Until 1989, the Election Commission consisted of the Chief Election Commissioner only. On 16 October 1989 two Election Commissioners were appointed by a Presidential notification. In less than three months, however the notification was revoked and the Election Commission reverted back to its old position from 2 January 1990. The Supreme Court, in this regard, gave its decision that it was the sole discretion of the Executive only to decide upon the necessity of having other election commissioners and that the termination of the services of the two election commissioners was therefore held valid (Dhanoa vs. union of India, AIR 1991). Again, in October 1993 two election commissioners were appointed by an ordinance given the same position and status as the Chief Election Commissioner. It was also decided that the Commission will thereby act as a body which shall take decisions unanimously or by majority. The ordinance was challenged by the then CEC T.N. Shesan before the Supreme Court. But the apex court gave its verdict in the favour of the ordinance. The ordinance was assented by the President on 4 January 1994 with retrospective effect from 1 October 1993.

Article 325 lays down that there shall be one general electoral roll for every territorial constituency for election to either House of Parliament or to the either House of a State Legislature. No person is to be ineligible for inclusion in the electoral roll on grounds of religion, race, caste or sex, nor can anyone claim to be included in any special electoral roll for any such constituency on any such ground.

Article 327 vests legislative power in Parliament to make laws relating to all matters concerning elections to either House of Parliament or to the House of either House of a State Legislature, including the preparation of the electoral rolls, the delimitation of constituencies and all other matters necessary for securing the due constitution of such House or Houses.

Article 328 confers powers on State Legislatures to make laws relating to elections to the House, or either House of a legislature of the States, including the preparation of electoral rolls.

## Given problem A
According to the passage on the Election Commission, on what date did the President assent to the ordinance?

## Provided information
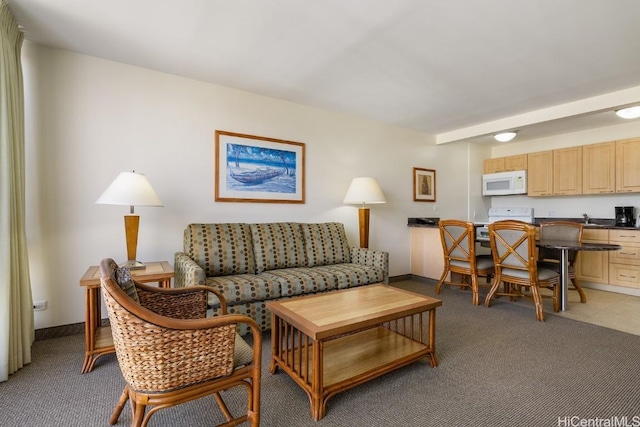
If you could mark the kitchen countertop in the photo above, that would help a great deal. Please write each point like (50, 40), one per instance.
(594, 223)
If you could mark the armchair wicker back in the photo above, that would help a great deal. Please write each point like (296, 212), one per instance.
(170, 353)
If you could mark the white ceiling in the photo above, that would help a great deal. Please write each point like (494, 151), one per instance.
(460, 69)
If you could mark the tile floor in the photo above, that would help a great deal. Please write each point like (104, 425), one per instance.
(608, 309)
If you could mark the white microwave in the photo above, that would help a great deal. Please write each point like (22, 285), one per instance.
(504, 183)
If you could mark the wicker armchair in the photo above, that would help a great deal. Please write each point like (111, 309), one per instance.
(170, 353)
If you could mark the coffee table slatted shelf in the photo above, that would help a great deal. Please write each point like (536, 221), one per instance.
(331, 342)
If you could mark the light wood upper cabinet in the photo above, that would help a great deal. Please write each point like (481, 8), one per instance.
(540, 174)
(567, 171)
(628, 165)
(504, 164)
(515, 163)
(599, 168)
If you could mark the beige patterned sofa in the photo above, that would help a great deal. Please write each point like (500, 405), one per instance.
(254, 263)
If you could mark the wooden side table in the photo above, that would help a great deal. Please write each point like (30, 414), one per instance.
(98, 340)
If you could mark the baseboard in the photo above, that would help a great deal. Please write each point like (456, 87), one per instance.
(62, 331)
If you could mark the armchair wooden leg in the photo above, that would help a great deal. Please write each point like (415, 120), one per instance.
(441, 282)
(474, 289)
(223, 406)
(537, 300)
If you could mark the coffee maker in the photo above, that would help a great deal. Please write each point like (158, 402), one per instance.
(624, 216)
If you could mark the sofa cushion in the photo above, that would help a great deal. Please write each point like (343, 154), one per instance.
(244, 288)
(220, 249)
(302, 280)
(278, 245)
(325, 243)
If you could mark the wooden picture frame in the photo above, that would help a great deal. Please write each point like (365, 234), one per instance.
(424, 185)
(256, 169)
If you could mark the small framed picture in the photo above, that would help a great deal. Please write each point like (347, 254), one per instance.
(424, 185)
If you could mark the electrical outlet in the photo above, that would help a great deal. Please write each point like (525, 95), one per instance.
(39, 305)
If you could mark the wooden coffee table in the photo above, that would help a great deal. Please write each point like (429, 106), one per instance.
(331, 342)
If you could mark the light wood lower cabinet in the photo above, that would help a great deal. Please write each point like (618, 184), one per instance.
(624, 265)
(616, 268)
(593, 266)
(427, 258)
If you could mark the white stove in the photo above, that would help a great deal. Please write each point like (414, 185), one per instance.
(502, 214)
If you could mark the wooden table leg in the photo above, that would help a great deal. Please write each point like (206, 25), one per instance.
(89, 328)
(316, 398)
(275, 342)
(433, 360)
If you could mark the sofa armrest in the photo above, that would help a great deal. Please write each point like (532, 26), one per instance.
(187, 271)
(372, 258)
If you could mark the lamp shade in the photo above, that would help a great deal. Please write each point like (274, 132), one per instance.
(132, 189)
(364, 190)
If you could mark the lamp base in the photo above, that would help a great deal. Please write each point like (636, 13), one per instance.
(132, 264)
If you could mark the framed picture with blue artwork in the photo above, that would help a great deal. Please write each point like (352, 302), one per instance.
(257, 169)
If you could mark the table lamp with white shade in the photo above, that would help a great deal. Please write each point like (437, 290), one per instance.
(364, 191)
(132, 189)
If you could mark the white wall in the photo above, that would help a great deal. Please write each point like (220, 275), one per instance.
(596, 206)
(88, 119)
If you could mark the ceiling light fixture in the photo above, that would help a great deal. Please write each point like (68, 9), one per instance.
(629, 112)
(505, 136)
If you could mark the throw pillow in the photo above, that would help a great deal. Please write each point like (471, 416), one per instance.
(125, 281)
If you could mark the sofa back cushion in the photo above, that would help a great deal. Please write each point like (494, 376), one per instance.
(278, 245)
(325, 244)
(220, 249)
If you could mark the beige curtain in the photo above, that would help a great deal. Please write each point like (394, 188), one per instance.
(16, 304)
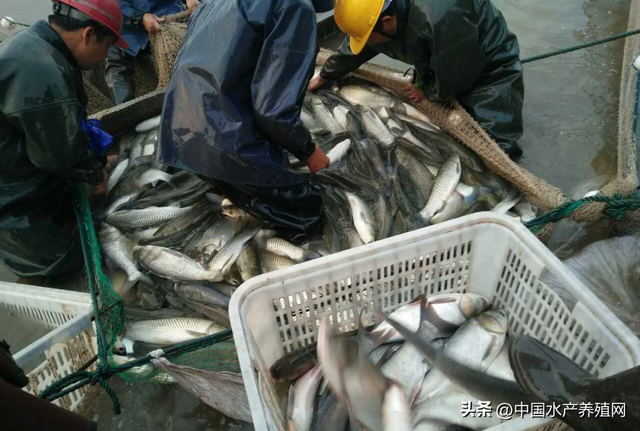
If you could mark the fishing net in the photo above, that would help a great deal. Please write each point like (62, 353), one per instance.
(166, 44)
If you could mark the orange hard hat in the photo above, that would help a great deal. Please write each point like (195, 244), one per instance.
(105, 12)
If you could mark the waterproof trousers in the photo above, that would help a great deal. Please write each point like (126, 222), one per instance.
(292, 209)
(119, 75)
(49, 249)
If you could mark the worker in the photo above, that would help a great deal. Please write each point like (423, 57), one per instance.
(229, 112)
(460, 50)
(45, 140)
(141, 19)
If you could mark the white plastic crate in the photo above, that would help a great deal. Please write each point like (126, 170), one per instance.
(70, 344)
(483, 253)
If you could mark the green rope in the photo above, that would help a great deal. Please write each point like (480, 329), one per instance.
(615, 208)
(581, 46)
(100, 287)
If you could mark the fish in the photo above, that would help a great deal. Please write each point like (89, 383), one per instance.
(219, 235)
(116, 174)
(352, 377)
(445, 311)
(396, 413)
(248, 263)
(407, 367)
(272, 262)
(149, 217)
(118, 250)
(172, 264)
(302, 397)
(181, 228)
(294, 364)
(511, 200)
(367, 96)
(150, 124)
(171, 331)
(149, 296)
(375, 128)
(453, 206)
(284, 248)
(476, 344)
(221, 263)
(445, 183)
(362, 217)
(408, 110)
(420, 175)
(202, 293)
(211, 312)
(324, 116)
(472, 381)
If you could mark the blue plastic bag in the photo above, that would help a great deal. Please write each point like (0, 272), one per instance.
(99, 140)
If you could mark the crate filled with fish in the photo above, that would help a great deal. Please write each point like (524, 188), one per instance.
(376, 380)
(184, 250)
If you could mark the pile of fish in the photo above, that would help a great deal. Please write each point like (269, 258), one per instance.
(185, 250)
(373, 380)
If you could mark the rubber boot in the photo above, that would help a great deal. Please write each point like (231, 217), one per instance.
(547, 376)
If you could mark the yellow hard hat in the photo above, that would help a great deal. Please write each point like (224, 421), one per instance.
(357, 19)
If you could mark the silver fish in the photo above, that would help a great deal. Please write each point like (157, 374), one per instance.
(367, 96)
(248, 263)
(215, 314)
(171, 264)
(511, 199)
(302, 397)
(375, 127)
(352, 377)
(476, 344)
(149, 296)
(396, 413)
(410, 111)
(218, 235)
(422, 178)
(221, 264)
(118, 250)
(453, 206)
(272, 262)
(284, 248)
(407, 366)
(445, 183)
(171, 331)
(324, 117)
(116, 174)
(150, 124)
(363, 218)
(445, 409)
(203, 294)
(149, 217)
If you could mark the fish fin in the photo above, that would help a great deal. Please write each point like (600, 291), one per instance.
(430, 315)
(291, 402)
(196, 334)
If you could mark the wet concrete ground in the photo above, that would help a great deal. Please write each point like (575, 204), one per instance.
(570, 114)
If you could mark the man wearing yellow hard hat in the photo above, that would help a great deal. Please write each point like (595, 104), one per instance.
(460, 49)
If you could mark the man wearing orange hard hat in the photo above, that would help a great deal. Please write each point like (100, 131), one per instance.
(46, 140)
(460, 50)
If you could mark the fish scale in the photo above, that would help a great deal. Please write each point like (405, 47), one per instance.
(445, 183)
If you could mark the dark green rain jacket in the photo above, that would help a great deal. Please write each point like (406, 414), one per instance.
(42, 150)
(460, 49)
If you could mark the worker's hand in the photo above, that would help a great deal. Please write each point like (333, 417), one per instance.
(415, 95)
(192, 4)
(317, 83)
(151, 22)
(318, 161)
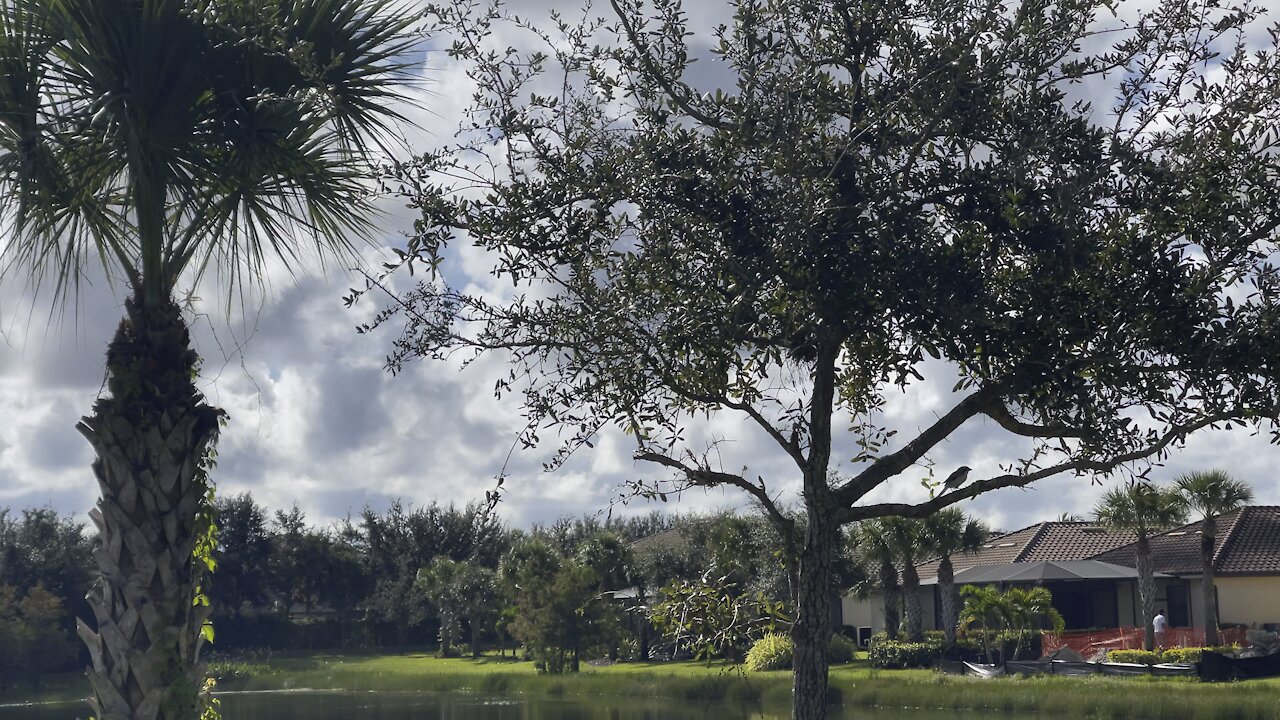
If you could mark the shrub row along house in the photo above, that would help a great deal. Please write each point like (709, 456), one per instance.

## Given problem B
Multiply by 2.15 every point coordinate in the answers of the entries between the line holding "If you could mark the worker's" and the end of the entries, inclusive. Round each result to a whole number with halves going up, and give those lines again, requests included, without the pictures.

## Response A
4 January 1994, with retrospective effect from 1 October 1993.

## Response B
If you could mark the worker's hand in the photo above, that would help a great deal. Please write each point like (333, 417), one per instance.
(892, 204)
(413, 9)
(682, 178)
(325, 47)
(684, 346)
If you could mark the shrub row along house in the photo above, that would help a great deal. Please write each point like (709, 456), one per instance.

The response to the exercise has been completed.